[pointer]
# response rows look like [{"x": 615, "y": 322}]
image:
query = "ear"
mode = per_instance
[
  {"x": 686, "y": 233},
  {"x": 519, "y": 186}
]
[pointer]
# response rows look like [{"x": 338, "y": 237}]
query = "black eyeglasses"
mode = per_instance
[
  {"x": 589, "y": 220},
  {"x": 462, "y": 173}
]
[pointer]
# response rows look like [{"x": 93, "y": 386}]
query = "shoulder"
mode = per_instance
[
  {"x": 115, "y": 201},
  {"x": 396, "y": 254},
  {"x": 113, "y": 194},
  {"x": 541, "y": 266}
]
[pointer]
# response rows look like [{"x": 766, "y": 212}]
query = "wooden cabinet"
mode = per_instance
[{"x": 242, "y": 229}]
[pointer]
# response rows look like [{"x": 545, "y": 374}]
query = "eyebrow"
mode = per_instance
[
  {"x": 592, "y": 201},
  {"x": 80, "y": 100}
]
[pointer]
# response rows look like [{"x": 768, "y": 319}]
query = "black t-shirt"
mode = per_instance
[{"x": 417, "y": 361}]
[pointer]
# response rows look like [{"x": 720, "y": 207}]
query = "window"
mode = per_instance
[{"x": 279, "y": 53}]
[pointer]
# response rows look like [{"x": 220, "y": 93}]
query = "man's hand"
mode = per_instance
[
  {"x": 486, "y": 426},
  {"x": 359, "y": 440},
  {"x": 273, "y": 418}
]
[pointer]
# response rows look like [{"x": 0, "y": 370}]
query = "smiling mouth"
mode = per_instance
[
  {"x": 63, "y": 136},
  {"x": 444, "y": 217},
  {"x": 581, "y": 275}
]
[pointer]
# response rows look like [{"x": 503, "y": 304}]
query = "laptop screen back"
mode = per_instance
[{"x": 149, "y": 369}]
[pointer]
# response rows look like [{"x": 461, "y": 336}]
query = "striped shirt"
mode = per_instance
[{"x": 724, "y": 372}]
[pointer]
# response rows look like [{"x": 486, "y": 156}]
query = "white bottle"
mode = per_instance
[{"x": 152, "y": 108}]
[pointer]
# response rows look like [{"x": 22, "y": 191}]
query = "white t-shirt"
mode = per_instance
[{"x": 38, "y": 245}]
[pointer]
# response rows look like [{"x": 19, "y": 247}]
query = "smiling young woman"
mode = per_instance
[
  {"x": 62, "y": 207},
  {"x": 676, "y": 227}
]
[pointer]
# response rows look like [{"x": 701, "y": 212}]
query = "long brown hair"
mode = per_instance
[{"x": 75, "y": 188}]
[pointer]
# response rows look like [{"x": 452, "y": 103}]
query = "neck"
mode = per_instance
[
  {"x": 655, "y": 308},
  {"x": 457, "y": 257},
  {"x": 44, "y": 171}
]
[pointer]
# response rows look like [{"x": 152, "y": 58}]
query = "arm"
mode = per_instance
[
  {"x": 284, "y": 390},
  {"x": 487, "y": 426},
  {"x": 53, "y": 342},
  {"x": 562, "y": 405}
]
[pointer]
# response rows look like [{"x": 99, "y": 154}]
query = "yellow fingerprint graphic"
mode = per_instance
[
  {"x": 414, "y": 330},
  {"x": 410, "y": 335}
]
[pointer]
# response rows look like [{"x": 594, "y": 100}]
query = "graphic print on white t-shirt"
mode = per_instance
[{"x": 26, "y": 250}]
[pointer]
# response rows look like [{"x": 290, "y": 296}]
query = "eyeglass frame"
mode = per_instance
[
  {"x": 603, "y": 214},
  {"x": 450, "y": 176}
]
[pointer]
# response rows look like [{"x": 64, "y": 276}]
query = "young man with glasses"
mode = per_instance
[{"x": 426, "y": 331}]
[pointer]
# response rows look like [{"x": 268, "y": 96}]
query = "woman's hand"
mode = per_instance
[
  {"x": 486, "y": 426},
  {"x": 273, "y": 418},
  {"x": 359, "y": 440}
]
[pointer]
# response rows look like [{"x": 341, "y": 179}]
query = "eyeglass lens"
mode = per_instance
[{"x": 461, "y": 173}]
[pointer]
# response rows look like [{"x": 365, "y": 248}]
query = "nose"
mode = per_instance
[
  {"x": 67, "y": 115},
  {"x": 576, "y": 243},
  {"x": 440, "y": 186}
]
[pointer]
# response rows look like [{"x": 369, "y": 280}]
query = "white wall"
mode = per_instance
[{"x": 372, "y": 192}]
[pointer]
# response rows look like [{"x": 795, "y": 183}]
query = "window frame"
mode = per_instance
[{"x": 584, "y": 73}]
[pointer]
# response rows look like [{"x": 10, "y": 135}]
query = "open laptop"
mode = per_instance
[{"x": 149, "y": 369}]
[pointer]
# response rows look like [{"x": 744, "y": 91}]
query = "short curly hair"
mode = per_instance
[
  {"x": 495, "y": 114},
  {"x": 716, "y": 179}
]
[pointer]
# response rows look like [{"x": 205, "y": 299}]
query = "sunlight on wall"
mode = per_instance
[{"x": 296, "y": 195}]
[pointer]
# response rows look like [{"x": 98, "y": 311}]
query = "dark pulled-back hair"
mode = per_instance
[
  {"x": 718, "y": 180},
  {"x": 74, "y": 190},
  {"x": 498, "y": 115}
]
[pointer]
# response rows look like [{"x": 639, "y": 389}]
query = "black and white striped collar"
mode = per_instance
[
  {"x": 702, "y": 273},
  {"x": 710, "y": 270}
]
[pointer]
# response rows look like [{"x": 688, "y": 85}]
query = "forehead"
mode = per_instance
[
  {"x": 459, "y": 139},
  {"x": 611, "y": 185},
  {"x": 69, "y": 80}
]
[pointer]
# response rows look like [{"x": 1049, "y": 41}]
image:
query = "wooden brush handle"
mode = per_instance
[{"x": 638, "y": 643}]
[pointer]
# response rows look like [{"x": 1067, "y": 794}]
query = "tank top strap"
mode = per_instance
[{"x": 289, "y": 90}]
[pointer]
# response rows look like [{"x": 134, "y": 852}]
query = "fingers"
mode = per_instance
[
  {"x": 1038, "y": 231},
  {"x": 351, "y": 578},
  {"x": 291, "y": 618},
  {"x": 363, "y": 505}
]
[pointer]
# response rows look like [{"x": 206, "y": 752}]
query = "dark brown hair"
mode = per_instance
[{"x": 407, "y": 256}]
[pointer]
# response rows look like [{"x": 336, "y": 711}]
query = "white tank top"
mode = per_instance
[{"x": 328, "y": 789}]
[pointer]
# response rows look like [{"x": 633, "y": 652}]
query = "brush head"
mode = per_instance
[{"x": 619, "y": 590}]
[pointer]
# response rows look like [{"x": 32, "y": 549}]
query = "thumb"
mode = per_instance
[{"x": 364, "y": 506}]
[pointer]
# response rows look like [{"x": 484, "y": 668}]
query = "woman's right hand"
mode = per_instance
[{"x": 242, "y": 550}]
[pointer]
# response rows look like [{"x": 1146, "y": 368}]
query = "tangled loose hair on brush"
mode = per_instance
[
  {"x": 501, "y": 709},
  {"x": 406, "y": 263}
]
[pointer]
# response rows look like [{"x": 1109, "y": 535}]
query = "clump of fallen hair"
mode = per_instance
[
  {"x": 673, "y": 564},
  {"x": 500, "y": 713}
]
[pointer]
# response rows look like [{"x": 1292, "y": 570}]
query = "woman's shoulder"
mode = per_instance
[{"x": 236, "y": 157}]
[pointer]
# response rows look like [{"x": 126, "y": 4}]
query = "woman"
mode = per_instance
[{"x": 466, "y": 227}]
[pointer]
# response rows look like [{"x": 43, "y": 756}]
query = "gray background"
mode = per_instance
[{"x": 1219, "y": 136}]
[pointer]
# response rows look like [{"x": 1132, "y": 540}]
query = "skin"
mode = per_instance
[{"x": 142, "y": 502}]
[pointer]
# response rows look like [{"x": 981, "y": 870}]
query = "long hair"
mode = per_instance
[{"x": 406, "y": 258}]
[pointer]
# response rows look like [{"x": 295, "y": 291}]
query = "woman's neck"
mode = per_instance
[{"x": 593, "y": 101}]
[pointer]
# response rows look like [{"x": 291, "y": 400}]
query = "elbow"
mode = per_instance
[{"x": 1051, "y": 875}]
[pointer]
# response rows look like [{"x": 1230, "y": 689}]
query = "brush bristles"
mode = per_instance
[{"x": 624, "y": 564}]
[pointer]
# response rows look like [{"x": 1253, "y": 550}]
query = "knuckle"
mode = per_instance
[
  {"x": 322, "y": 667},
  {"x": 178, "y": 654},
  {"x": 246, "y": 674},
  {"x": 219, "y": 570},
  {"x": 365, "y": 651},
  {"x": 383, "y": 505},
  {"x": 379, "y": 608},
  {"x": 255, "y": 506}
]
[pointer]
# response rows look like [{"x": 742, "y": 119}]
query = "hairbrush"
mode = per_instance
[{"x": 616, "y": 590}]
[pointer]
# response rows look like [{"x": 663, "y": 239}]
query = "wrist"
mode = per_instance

++++++++++

How many lines of the records contain the string "woman"? Respond with the number alone.

ANSWER SPACE:
6